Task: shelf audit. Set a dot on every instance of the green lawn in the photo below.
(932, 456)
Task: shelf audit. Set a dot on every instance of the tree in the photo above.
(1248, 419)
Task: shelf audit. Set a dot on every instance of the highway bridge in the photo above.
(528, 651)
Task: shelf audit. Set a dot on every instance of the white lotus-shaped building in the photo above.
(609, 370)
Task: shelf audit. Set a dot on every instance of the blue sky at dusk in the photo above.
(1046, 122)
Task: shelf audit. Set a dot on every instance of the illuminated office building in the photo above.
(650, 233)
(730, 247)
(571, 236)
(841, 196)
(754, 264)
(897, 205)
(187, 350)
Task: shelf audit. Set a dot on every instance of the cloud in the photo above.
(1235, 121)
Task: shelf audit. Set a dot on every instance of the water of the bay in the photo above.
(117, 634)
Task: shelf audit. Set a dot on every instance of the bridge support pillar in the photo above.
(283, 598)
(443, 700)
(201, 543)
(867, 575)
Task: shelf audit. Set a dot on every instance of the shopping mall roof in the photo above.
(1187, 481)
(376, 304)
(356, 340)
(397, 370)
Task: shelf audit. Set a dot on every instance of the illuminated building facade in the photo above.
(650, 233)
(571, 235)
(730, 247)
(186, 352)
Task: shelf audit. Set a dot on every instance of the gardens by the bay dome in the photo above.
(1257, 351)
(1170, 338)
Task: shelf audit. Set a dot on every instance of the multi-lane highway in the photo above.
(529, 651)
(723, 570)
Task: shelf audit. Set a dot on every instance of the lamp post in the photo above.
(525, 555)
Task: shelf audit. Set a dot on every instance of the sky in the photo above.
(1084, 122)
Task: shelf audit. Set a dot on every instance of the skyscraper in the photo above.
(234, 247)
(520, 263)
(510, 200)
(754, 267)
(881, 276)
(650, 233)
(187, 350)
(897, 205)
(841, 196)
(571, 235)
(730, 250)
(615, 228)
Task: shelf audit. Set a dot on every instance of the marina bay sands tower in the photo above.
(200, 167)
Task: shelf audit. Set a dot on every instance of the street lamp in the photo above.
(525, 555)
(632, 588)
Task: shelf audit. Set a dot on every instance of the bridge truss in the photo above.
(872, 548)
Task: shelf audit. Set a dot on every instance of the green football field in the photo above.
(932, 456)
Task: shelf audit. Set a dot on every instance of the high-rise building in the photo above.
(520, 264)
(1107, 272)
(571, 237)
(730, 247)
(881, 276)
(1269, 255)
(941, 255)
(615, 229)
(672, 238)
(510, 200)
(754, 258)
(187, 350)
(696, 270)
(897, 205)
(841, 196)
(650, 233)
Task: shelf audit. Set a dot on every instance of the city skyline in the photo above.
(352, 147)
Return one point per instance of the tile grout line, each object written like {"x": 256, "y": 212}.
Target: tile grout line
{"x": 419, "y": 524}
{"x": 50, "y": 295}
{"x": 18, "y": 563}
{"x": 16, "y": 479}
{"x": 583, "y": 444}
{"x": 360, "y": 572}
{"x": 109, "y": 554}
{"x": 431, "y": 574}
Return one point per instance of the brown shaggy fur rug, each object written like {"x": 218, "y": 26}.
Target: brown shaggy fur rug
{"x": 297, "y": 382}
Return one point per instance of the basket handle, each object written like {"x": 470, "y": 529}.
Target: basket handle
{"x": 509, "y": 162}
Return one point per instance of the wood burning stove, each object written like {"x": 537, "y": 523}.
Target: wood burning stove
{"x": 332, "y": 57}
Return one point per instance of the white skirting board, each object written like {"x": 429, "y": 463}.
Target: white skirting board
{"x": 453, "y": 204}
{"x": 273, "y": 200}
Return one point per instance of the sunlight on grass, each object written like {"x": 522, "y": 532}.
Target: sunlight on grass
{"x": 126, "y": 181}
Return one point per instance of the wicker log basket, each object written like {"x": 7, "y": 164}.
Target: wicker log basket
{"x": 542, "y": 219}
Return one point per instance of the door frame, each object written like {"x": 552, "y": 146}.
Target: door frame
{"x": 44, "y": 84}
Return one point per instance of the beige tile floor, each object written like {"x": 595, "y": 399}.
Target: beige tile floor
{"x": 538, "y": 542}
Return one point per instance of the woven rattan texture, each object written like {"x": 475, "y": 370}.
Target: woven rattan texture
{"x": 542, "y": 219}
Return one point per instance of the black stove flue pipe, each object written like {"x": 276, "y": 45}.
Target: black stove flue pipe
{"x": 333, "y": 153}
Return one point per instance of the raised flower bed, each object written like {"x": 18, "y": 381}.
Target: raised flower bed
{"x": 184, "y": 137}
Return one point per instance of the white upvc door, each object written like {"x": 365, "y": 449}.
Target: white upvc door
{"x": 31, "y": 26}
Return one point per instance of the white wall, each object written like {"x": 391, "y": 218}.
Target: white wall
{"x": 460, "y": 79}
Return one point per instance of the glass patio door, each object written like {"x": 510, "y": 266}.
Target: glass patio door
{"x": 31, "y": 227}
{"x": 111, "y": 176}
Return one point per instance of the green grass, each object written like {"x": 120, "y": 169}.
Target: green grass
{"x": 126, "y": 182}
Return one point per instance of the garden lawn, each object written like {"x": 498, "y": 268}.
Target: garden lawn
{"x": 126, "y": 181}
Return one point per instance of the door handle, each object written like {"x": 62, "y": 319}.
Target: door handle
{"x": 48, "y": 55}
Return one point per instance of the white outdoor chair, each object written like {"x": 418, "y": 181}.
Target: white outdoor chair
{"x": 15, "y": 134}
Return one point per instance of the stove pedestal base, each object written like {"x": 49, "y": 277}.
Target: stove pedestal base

> [WRITTEN PROBLEM]: Reproduce every one of the rows above verbatim, without altering any character.

> [RIGHT ANSWER]:
Task: shelf audit. Set a dot on every instance of the green lawn in the photo below.
(932, 456)
Task: shelf audit. Set a dot on every instance of the tree in the photo above.
(1248, 419)
Task: shelf audit. Set a dot on every instance of the highway bridge in the photo above.
(528, 651)
Task: shelf audit. Set a dot on every instance of the white lotus-shaped building in the photo above.
(609, 370)
Task: shelf audit. Set a dot on every instance of the blue sky at dusk in the photo above.
(1046, 122)
Task: shelf audit. Set a dot on every instance of the illuminated office building in the photo above.
(650, 233)
(730, 247)
(571, 236)
(841, 196)
(754, 264)
(897, 205)
(187, 350)
Task: shelf audit. Set a dot on every instance of the cloud in the photo above.
(1235, 121)
Task: shelf audit. Set a dot on every instance of the water of the bay in the photo above.
(117, 634)
Task: shelf audit. Set a dot on every instance of the bridge support pillar in the photo above.
(283, 598)
(443, 700)
(201, 543)
(867, 575)
Task: shelf audit. Set a dot on every instance of the shopping mall roof in the photo above.
(1187, 481)
(376, 304)
(356, 340)
(397, 370)
Task: shelf audit. Set a dot on every instance of the illuminated building facade in the photo above.
(650, 233)
(571, 235)
(730, 247)
(186, 352)
Task: shelf audit. Set a dot on every instance of the gardens by the bay dome in the photo above.
(1257, 351)
(1170, 338)
Task: shelf audit. Set a dot on every instance of the multi-lane highway in the photo above.
(529, 651)
(723, 570)
Task: shelf audit. Set a dot on every instance of the lamp post in the photo above.
(525, 555)
Task: shelf audit. Set a dot on every instance of the sky in the photo above.
(1084, 122)
Task: shelf audit. Set a dot on every instance of the skyscraper in the photo above.
(234, 247)
(520, 263)
(510, 200)
(754, 267)
(881, 276)
(650, 233)
(187, 350)
(897, 205)
(841, 196)
(571, 235)
(730, 250)
(615, 228)
Task: shelf audit. Set a dot on every instance of the marina bay sands tower in the photo above.
(200, 167)
Task: shelf audit. Set a dot on every instance of the street lamp in the photo above.
(525, 555)
(632, 588)
Task: shelf audit. Set a dot on every instance of the bridge truss in the photo above.
(872, 548)
Task: shelf audit. Set a dot on every instance of the green football field in the photo above.
(932, 456)
Task: shelf audit. Set a dot on every instance of the high-rise building in the photo above.
(520, 264)
(1107, 272)
(571, 237)
(730, 247)
(881, 276)
(1269, 255)
(941, 255)
(615, 229)
(672, 238)
(510, 200)
(754, 258)
(187, 350)
(696, 270)
(897, 205)
(841, 196)
(650, 233)
Task: shelf audit. Set a dot on every instance of the city skyline in the photo above.
(352, 147)
Return one point per instance of the tile grout line, each object written like {"x": 256, "y": 212}.
Target: tile grout line
{"x": 419, "y": 524}
{"x": 50, "y": 295}
{"x": 18, "y": 563}
{"x": 16, "y": 479}
{"x": 583, "y": 444}
{"x": 360, "y": 572}
{"x": 109, "y": 554}
{"x": 431, "y": 574}
Return one point per instance of the brown shaggy fur rug, each object written like {"x": 218, "y": 26}.
Target: brown shaggy fur rug
{"x": 297, "y": 382}
Return one point per instance of the basket handle, each object written like {"x": 470, "y": 529}.
Target: basket handle
{"x": 509, "y": 162}
Return one point per instance of the wood burning stove, each object written like {"x": 537, "y": 523}.
Target: wood burning stove
{"x": 332, "y": 57}
Return one point per instance of the white skirting board, each object written like {"x": 429, "y": 463}.
Target: white skirting board
{"x": 453, "y": 204}
{"x": 273, "y": 200}
Return one point per instance of the sunlight on grass, each object written like {"x": 522, "y": 532}.
Target: sunlight on grass
{"x": 126, "y": 181}
Return one point per instance of the wicker log basket, each object written like {"x": 7, "y": 164}.
Target: wicker log basket
{"x": 542, "y": 219}
Return one point per instance of the door frame, each object written like {"x": 552, "y": 146}.
Target: door frame
{"x": 44, "y": 84}
Return one point per instance of the beige tile floor, each object written like {"x": 595, "y": 399}.
Target: beige tile floor
{"x": 538, "y": 542}
Return one point per instance of the woven rattan texture, each object written like {"x": 475, "y": 370}.
Target: woven rattan texture
{"x": 542, "y": 219}
Return one point per instance of the black stove flue pipe, each object written like {"x": 276, "y": 45}.
Target: black stove flue pipe
{"x": 333, "y": 153}
Return one point per instance of the raised flower bed, each object written like {"x": 18, "y": 381}.
Target: raised flower bed
{"x": 184, "y": 137}
Return one point per instance of the white upvc door, each object written like {"x": 365, "y": 449}.
Target: white upvc door
{"x": 31, "y": 26}
Return one point per instance of the white wall, each object written like {"x": 391, "y": 218}.
Target: white wall
{"x": 460, "y": 79}
Return one point per instance of the glass patio door, each object written like {"x": 510, "y": 266}.
Target: glass patio door
{"x": 31, "y": 227}
{"x": 111, "y": 176}
Return one point per instance of the green grass, each object written like {"x": 120, "y": 169}.
Target: green grass
{"x": 126, "y": 182}
Return one point per instance of the garden lawn, each object written like {"x": 498, "y": 268}.
Target: garden lawn
{"x": 126, "y": 181}
Return one point per instance of the door handle, each object written like {"x": 62, "y": 319}.
Target: door handle
{"x": 48, "y": 55}
Return one point per instance of the white outdoor chair, each object written like {"x": 418, "y": 181}.
Target: white outdoor chair
{"x": 15, "y": 134}
Return one point per instance of the stove pedestal base, each object written like {"x": 49, "y": 277}.
Target: stove pedestal base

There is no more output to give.